◆ Task requirements: Rewrite all of the material, switching "object localization" to "object detection" and keeping everything else the same. Leave the pictures out of your answer.

Photo labels with bounding boxes

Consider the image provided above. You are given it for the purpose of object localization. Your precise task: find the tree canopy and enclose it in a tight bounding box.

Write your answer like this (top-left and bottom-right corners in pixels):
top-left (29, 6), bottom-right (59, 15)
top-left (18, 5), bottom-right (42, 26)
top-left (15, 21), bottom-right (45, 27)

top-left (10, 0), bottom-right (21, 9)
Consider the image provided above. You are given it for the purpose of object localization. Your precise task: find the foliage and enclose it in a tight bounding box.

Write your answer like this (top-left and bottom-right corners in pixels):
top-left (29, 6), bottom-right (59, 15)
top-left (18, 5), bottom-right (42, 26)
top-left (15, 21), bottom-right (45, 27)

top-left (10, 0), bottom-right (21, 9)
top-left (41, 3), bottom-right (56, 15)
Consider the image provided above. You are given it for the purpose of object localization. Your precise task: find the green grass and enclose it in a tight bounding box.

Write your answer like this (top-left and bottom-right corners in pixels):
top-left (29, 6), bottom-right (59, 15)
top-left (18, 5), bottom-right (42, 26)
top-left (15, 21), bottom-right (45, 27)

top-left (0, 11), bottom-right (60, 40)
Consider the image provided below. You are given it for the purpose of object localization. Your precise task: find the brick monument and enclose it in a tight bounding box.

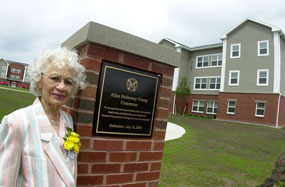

◆ Written answer:
Consider the image provided above. You are given it for the purpose of object detection. Your precise task: find the tree canopy and enclose it in a tight bounding box.

Write your answer like this (top-left and bottom-right corners in pixels):
top-left (29, 6), bottom-right (59, 15)
top-left (18, 5), bottom-right (42, 26)
top-left (15, 21), bottom-right (45, 27)

top-left (10, 0), bottom-right (21, 9)
Consider the image provided above. You are given it for the purpose of object detection. Your precise task: find the foliage and enclose it in a tight bounding box.

Write your answer like this (top-left and bottom-right corners in pixels):
top-left (29, 6), bottom-right (59, 15)
top-left (18, 5), bottom-right (42, 26)
top-left (15, 21), bottom-right (45, 27)

top-left (10, 0), bottom-right (21, 9)
top-left (41, 3), bottom-right (56, 15)
Consider the image provided above. You are given it for the purpose of object detection. Your precise task: find the green grass and enclose it in a tight bounding box.

Write your answer like this (top-left and bottom-right corners in pixels):
top-left (29, 6), bottom-right (59, 15)
top-left (18, 5), bottom-right (42, 26)
top-left (15, 21), bottom-right (45, 27)

top-left (0, 11), bottom-right (60, 40)
Consider the image provided below. You are given it for the purpose of object detection. Your precise task: find the brick monument and enclose it in a tight bounding box.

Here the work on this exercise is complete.